◆ WHAT YOU HAVE TO DO: Convert every one of the items below into a JSON list of strings, giving each line its own string and leaving out any blank lines.

— START GIVEN DATA —

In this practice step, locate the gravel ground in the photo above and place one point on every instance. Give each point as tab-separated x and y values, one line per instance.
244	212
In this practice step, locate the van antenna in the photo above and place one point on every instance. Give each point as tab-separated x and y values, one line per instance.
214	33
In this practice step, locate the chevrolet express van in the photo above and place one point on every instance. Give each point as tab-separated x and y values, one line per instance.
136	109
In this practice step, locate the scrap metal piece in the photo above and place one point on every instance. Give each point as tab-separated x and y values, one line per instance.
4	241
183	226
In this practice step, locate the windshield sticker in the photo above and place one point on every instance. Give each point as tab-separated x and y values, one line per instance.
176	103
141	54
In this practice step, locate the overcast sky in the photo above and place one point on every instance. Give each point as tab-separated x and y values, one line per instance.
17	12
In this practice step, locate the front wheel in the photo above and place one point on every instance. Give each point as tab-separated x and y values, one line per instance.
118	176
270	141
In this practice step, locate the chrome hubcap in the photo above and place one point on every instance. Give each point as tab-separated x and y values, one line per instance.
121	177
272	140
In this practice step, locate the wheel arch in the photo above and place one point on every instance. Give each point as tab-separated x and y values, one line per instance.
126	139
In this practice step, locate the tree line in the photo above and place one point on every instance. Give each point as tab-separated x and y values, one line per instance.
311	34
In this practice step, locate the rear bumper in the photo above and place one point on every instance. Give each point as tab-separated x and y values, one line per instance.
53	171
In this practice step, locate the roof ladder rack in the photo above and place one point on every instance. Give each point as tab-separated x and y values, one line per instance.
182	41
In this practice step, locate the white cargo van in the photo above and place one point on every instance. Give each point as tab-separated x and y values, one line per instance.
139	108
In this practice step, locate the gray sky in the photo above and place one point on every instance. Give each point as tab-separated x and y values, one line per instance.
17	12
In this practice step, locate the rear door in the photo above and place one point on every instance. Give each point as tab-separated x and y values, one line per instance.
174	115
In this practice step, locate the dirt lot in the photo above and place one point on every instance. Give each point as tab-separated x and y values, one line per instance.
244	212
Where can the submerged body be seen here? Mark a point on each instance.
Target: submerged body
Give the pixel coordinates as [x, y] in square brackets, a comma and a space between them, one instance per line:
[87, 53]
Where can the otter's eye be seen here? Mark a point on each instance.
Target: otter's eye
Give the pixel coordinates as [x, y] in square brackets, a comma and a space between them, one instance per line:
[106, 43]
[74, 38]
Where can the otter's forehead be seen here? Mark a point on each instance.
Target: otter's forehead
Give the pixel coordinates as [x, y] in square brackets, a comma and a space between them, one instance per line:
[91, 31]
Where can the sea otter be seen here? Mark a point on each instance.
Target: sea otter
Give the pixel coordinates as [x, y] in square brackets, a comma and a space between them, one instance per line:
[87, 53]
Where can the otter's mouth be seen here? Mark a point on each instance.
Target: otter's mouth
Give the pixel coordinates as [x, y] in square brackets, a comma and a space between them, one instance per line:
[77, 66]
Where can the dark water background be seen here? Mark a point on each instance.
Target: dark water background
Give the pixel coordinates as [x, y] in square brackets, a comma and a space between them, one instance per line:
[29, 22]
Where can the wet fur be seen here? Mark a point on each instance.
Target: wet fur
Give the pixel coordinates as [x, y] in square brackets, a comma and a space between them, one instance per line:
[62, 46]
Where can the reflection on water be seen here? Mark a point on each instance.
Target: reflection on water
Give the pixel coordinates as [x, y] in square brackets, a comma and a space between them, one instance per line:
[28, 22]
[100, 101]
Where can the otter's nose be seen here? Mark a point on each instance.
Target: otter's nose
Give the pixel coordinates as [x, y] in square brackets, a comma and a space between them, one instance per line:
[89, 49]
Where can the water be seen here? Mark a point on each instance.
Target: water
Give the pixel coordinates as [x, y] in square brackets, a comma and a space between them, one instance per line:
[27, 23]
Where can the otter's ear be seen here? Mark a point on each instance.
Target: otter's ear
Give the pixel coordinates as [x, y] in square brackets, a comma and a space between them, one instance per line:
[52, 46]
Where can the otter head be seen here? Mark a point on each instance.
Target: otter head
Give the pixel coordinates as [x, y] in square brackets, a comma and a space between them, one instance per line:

— END GIVEN DATA —

◆ RESPONSE TO THIS EXERCISE:
[
  "In this practice step, locate the gravel ground in the photo above and place one point on every instance. Give each point as tab-separated x and y values, one line per instance.",
  "244\t212",
  "In this practice step, locate the van antenna in the photo above and place one point on every instance. Give each point as tab-separated x and y values, one line per instance.",
  "214\t33",
  "In this practice step, locate the chevrolet express van in the photo above and place one point on every instance. Give each point as tab-separated x and y values, one line per instance.",
  "136\t109",
  "In this practice step, locate the scrap metal piece in the photo above and place one point on every instance. Give each point as tab-separated x and y values, one line per instance.",
  "4\t241",
  "183\t226",
  "In this practice step, locate the windshield sticker in the photo above and place one point on every instance. Give each point as tab-separated x and y values, one line per instance.",
  "176\t103",
  "141\t54",
  "In this practice step, locate the overcast sky in the photo above and place one point on every instance. Give each point as tab-separated x and y values, one line per instance.",
  "17\t12",
  "In this practice step, locate the front wheel in the photo above and place one point on every instance. Give each point as tab-separated x and y values, one line per instance.",
  "118\t176",
  "270\t141",
  "In this practice step, locate the chrome hubcap in the photo above and place one point on every instance. Give each point as tab-separated x and y values, one line per instance.",
  "121\t177",
  "272\t140",
  "In this practice step, locate the wheel arch in the photo above and place one point on every instance. Give each point as tab-separated x and y values, one line per instance.",
  "126\t139",
  "In this practice step, locate the tree line in the photo above and place one point on every instance. Give each point as tab-separated x and y values, one line per instance.",
  "311\t34",
  "In this practice step, locate the rear bumper in the photo above and place one point on every instance. Give each point as tab-separated x and y values, one line per instance.",
  "53\t171",
  "In this practice step, locate the roof ladder rack in the photo above and place one point on every instance. Give each point as tab-separated x and y values, one line per instance.",
  "182\t41",
  "In this practice step, locate the white cargo van in the photo above and place one point on every instance. Give each point as tab-separated x and y values, one line per instance.",
  "139\t108",
  "In this practice step, locate the gray sky in the photo above and place one point on every instance. Give each point as tab-separated x and y values, one line per instance.",
  "17\t12",
  "In this practice step, locate the rear door in the photo above and place one point on every instance. Give each point as tab-separated x and y values, one line per instance.",
  "174\t115",
  "In this practice step, locate the dirt lot in the photo above and place one point on every instance. Give each point as tab-separated x and y values, one line per instance.",
  "244\t212",
  "Where can the submerged body be seen here? Mark a point on each instance.",
  "Target: submerged body",
  "Give the pixel coordinates as [x, y] in square brackets, a comma and a space between them, one instance per line:",
  "[87, 53]",
  "Where can the otter's eye be seen here? Mark a point on each instance.",
  "Target: otter's eye",
  "Give the pixel coordinates as [x, y] in square brackets, a comma and a space between them, one instance per line:",
  "[106, 43]",
  "[74, 38]",
  "Where can the otter's forehead be seen here? Mark a point on each instance.",
  "Target: otter's forehead",
  "Give the pixel coordinates as [x, y] in square brackets, a comma and a space between them, one instance per line:",
  "[91, 31]",
  "Where can the sea otter be seen here? Mark a point on each instance.",
  "Target: sea otter",
  "Give the pixel coordinates as [x, y] in square brackets, a comma and a space between them, one instance per line:",
  "[87, 53]",
  "Where can the otter's mouth be seen here? Mark a point on each instance.",
  "Target: otter's mouth",
  "Give the pixel coordinates as [x, y] in square brackets, a comma and a space between them, one instance per line:",
  "[77, 66]",
  "Where can the dark water background be seen here? Mark a point on each instance.",
  "Target: dark water background",
  "Give the pixel coordinates as [x, y] in square brackets, a comma and a space between them, one instance per line:",
  "[29, 22]",
  "Where can the wet fur be seen here? Mark a point on each instance.",
  "Target: wet fur",
  "Give the pixel coordinates as [x, y] in square brackets, a comma and a space between them, one instance per line:",
  "[62, 46]",
  "Where can the reflection on water be seen here? Mark a point on each instance.",
  "Target: reflection on water",
  "Give the pixel coordinates as [x, y] in square brackets, a comma and a space between them, one instance per line:",
  "[28, 22]",
  "[100, 101]",
  "Where can the otter's nose be seen here? Mark a point on each instance.",
  "Target: otter's nose",
  "Give the pixel coordinates as [x, y] in square brackets, a comma and a space between them, one instance per line:",
  "[89, 49]",
  "Where can the water be seen here? Mark a point on each instance.",
  "Target: water",
  "Give the pixel coordinates as [x, y] in square brackets, a comma and a space between them, one instance per line:",
  "[27, 23]",
  "Where can the otter's ear be seen here? Mark a point on each instance.",
  "Target: otter's ear",
  "Give the pixel coordinates as [x, y] in square brackets, a comma and a space between them, one instance per line:",
  "[52, 46]",
  "Where can the otter head be seen here? Mark a point on each instance.",
  "Target: otter head",
  "Give the pixel coordinates as [x, y] in square brackets, a comma and a space between them, one instance per line:"
]